> _Task instructions_: Among the entries below, copy every line that carries the word "style".

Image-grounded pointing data

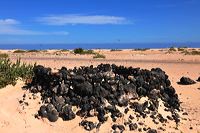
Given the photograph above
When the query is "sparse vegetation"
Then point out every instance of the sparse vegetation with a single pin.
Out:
(141, 49)
(3, 55)
(82, 51)
(171, 49)
(33, 50)
(115, 50)
(10, 72)
(64, 50)
(193, 52)
(99, 56)
(20, 51)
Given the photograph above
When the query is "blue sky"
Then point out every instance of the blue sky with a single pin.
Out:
(99, 21)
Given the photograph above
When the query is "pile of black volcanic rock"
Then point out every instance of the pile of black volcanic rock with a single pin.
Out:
(186, 81)
(97, 91)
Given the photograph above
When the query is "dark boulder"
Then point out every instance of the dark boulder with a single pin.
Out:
(88, 125)
(186, 81)
(67, 113)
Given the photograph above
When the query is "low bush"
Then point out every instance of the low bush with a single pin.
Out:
(115, 50)
(82, 51)
(171, 49)
(64, 50)
(10, 72)
(99, 56)
(193, 52)
(3, 55)
(141, 49)
(33, 50)
(20, 51)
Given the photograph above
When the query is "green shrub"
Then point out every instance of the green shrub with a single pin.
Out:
(78, 51)
(10, 72)
(20, 51)
(99, 56)
(82, 51)
(141, 49)
(33, 50)
(172, 49)
(195, 52)
(115, 50)
(64, 50)
(181, 49)
(3, 55)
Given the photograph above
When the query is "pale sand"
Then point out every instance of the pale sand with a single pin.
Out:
(13, 118)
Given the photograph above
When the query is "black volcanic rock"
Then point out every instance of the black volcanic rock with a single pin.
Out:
(186, 81)
(198, 79)
(99, 91)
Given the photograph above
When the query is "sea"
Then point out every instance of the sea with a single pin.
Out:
(97, 46)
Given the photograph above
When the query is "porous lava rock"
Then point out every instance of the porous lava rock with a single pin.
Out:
(186, 81)
(97, 91)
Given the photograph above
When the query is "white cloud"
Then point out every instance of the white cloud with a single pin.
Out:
(10, 27)
(81, 19)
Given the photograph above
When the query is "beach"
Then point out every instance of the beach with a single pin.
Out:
(14, 117)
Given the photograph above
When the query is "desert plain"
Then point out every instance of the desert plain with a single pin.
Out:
(17, 118)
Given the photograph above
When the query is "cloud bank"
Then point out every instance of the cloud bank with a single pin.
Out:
(81, 19)
(11, 27)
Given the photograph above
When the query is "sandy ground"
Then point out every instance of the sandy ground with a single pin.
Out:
(14, 117)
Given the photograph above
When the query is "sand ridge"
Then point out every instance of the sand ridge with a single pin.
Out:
(14, 117)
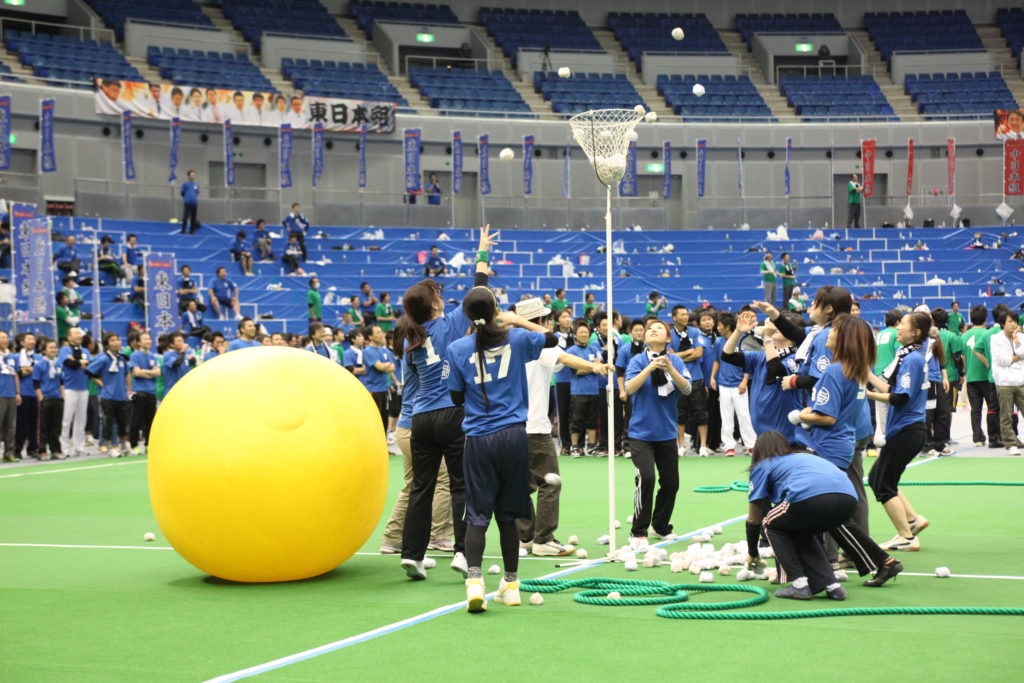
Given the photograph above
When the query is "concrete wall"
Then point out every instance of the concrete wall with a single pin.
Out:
(84, 153)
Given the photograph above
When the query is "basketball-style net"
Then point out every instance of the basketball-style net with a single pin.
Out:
(604, 136)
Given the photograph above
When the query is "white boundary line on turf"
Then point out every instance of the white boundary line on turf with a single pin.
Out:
(70, 469)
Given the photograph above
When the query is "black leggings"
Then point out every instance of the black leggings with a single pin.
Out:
(899, 451)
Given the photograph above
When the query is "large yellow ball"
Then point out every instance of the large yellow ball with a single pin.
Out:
(267, 464)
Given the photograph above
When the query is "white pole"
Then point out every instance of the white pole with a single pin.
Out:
(611, 380)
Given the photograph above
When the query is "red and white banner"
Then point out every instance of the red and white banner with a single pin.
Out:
(909, 167)
(867, 160)
(951, 167)
(1013, 167)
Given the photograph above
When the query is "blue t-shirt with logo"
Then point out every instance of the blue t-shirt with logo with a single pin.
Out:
(653, 417)
(143, 360)
(797, 477)
(837, 396)
(503, 377)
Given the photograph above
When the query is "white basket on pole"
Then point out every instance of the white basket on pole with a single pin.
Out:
(604, 136)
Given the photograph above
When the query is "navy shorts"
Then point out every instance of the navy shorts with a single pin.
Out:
(497, 472)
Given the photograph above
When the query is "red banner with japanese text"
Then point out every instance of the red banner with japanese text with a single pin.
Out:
(867, 160)
(909, 166)
(1013, 167)
(951, 167)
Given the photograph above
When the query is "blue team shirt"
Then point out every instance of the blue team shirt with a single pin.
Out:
(189, 191)
(427, 360)
(840, 397)
(653, 417)
(113, 372)
(224, 289)
(728, 374)
(589, 384)
(143, 360)
(376, 380)
(74, 378)
(49, 374)
(912, 381)
(797, 477)
(504, 377)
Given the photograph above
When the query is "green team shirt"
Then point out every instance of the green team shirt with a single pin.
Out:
(975, 369)
(314, 304)
(951, 343)
(852, 196)
(887, 345)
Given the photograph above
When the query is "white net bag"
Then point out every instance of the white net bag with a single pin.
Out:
(604, 137)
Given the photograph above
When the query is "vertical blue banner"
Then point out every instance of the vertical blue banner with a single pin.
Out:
(4, 132)
(739, 161)
(22, 248)
(285, 141)
(363, 160)
(317, 156)
(484, 167)
(228, 155)
(701, 165)
(161, 295)
(628, 186)
(47, 154)
(788, 153)
(527, 165)
(411, 140)
(456, 162)
(566, 163)
(126, 153)
(172, 162)
(667, 180)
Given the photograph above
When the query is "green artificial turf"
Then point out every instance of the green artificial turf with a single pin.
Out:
(110, 614)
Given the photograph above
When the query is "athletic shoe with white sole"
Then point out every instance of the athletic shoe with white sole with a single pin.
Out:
(508, 593)
(459, 564)
(414, 569)
(551, 549)
(898, 543)
(919, 524)
(476, 595)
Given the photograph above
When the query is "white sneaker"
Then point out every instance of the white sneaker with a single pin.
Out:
(508, 593)
(476, 595)
(459, 564)
(414, 569)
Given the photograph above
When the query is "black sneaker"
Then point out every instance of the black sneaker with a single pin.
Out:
(884, 573)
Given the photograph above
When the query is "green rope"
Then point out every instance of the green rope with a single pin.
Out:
(744, 486)
(674, 600)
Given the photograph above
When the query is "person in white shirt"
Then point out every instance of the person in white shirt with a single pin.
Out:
(538, 535)
(1008, 371)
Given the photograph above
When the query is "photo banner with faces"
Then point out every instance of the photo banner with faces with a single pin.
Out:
(244, 108)
(161, 294)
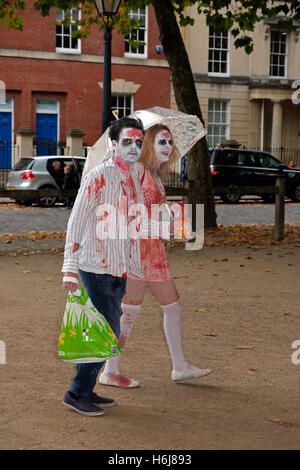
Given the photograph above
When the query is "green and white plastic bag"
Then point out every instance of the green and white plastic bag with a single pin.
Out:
(85, 334)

> _Answer area_:
When the query is "basketball-style net"
Then point out every instance of the basketball-style net with a single pin.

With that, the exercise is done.